• **What the task asks**
Please edit every one of the records below so that "visible in the image" becomes "seen in the picture" wherever it appears, changing nothing else. Leave the pictures out of your answer.

• **Object detection records**
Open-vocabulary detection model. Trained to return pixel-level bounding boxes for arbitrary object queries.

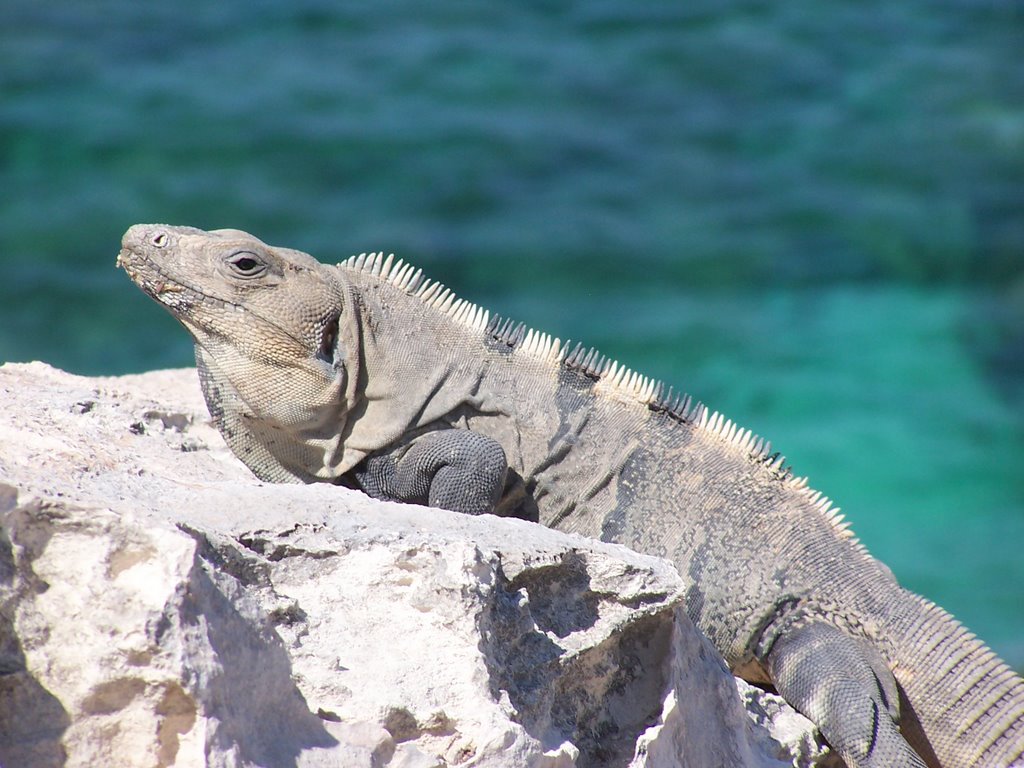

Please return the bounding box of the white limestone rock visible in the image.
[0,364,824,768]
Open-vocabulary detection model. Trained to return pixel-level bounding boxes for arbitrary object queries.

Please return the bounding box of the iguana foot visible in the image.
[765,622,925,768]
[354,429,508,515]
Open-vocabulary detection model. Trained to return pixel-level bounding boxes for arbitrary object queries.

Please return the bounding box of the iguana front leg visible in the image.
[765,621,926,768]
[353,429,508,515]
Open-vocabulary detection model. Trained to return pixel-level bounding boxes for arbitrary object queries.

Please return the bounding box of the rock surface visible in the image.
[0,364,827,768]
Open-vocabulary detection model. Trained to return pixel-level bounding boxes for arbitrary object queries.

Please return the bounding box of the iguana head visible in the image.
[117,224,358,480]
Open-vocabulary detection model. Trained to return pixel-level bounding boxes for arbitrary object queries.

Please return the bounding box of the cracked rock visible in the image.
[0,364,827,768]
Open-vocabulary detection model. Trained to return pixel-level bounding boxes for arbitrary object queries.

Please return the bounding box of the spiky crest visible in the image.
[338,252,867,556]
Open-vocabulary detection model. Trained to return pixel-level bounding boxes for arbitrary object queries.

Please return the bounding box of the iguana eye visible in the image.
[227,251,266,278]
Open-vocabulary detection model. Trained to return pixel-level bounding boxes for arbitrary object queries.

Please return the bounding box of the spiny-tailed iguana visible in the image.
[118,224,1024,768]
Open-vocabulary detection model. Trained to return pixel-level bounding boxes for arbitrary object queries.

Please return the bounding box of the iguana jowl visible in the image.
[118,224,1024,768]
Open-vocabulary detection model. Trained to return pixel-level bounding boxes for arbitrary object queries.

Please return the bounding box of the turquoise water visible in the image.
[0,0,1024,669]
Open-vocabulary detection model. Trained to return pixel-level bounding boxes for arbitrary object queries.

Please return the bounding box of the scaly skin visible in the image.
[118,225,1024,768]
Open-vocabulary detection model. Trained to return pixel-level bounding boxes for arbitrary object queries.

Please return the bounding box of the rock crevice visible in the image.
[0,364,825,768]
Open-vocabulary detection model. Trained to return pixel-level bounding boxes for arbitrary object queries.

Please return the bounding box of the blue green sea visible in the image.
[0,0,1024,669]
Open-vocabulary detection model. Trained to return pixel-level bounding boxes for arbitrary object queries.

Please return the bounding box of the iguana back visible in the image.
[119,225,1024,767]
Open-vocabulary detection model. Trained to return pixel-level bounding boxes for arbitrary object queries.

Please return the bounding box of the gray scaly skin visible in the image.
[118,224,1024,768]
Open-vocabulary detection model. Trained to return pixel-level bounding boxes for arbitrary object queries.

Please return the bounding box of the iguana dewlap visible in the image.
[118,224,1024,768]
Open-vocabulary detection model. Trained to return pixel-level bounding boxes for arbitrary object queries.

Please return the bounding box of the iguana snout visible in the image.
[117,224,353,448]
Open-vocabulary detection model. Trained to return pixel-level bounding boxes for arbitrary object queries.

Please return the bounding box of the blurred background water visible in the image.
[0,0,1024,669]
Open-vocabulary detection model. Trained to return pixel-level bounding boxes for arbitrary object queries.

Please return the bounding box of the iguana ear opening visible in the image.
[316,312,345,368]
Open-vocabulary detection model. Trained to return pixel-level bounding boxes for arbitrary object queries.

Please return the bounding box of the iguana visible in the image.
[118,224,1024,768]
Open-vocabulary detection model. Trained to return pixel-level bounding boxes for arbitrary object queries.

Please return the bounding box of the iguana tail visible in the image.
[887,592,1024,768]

• **The answer**
Open-vocabulary detection model. Trained to return pixel-level bounding boxes for arbitrary object queries.


Please return the bounding box of the white limestone rock seen in the picture.
[0,364,824,768]
Open-vocabulary detection model. Trained to return pixel-level bounding boxes for arbitrary object queries.

Please return the bounding box of the iguana foot seen in the picture.
[765,622,925,768]
[354,429,508,515]
Open-vocabulary detection model. Trained to return pixel-level bounding boxes for arbitrary object queries.

Please return the bounding box of the iguana front leg seen in the picture.
[765,621,926,768]
[353,429,508,515]
Open-vocabulary detection model. Trained to return pixel-level bounding boxes for arbitrary object queries.

Please return the bounding box of the rock surface seen in the picture.
[0,364,827,768]
Open-vocabulary detection model. Trained to return pixel-level bounding boxes for arbitrary object queries.

Please return the bounding box of the iguana head seen in the picture.
[117,224,358,480]
Open-vocabulary detection model. Trained to return pixel-level bounding boxes for arbitrary object queries.

Please return the bounding box of the cracked rock seen in the picture.
[0,364,827,768]
Open-vocabulary detection model. Trained to return pixel-level bounding boxes for arbitrary object queries.

Please return the bounding box of the spiky crest seen in the picture.
[338,252,867,556]
Open-vocabulary detection model. Trained to return pixel-level bounding boxes for arbitrary object queries.

Please return the bounding box of the iguana eye seen in the picture.
[227,251,266,278]
Open-vocabulary detection model. Trained to return pixel-level bounding boxes for arbitrary object queries.

Please return the bounding box of the spiny-tailed iguana seen in the picture.
[118,224,1024,768]
Open-vocabulary detection model. Trained to return pixel-level bounding boxes for arbitrary object queries.

Please return the bounding box of the iguana jowl seen in the picture.
[118,224,1024,768]
Open-vocabulary detection model. Trained to return pixel-level bounding boxes for arbitrary object queries.

Please return the bounding box of the turquoise water seen in the picture.
[0,0,1024,669]
Open-vocabulary detection model. Trained to return pixel-level bounding boxes for arbitrary object queries.

Please return the bounding box of the scaly skin seen in the picture.
[118,225,1024,768]
Open-vocabulary detection model. Trained to return pixel-level bounding boxes for arbitrary object queries.

Please return the bounding box of the rock crevice seen in the picture.
[0,364,825,768]
Open-vocabulary detection model. Trained to return pixel-level bounding boxes for arbitrary object queries.

Please return the bounding box of the blue green sea seen in the picture.
[0,0,1024,669]
Open-vocabulary detection model. Trained to return pixel-level bounding boxes for arbitrary object queries.

Please return the bounding box of the iguana back seen in the picture.
[119,225,1024,767]
Open-vocabulary detection model. Trained to return pixel-level bounding boxes for arbitrary object queries.

Please return the bounding box of the gray scaly skin seen in the picture.
[118,224,1024,768]
Open-vocabulary detection model. Trained to return pixel-level bounding boxes for arbitrary object queries.

Please return the bounding box of the iguana dewlap seen in the picture.
[118,224,1024,768]
Open-vocabulary detection model. Trained to return pixel-level bounding boxes for arbitrary object queries.

Please return the bounding box of the iguana snout seen in the picture.
[117,224,353,448]
Open-vocabulary detection model. Trained to return pixel-level bounding boxes for arbitrary object queries.

Please return the bounding box of the blurred background water seen in the picture.
[0,0,1024,669]
Open-vocabulary detection model. Trained to return pixel-level bounding boxes for arbitrary object queries.

Please return the bounding box of the iguana ear opening seen in the picture.
[316,312,345,368]
Open-vocabulary detection model. Trained to return pixel-level bounding boxes for arbitrary object queries.

Please return the bounding box of the iguana seen in the picture.
[118,224,1024,768]
Open-vocabulary detection model. Trained to return pixel-level bounding boxes for arbitrary object queries.

Please return the bounding box of the iguana tail seen in the picture.
[887,592,1024,768]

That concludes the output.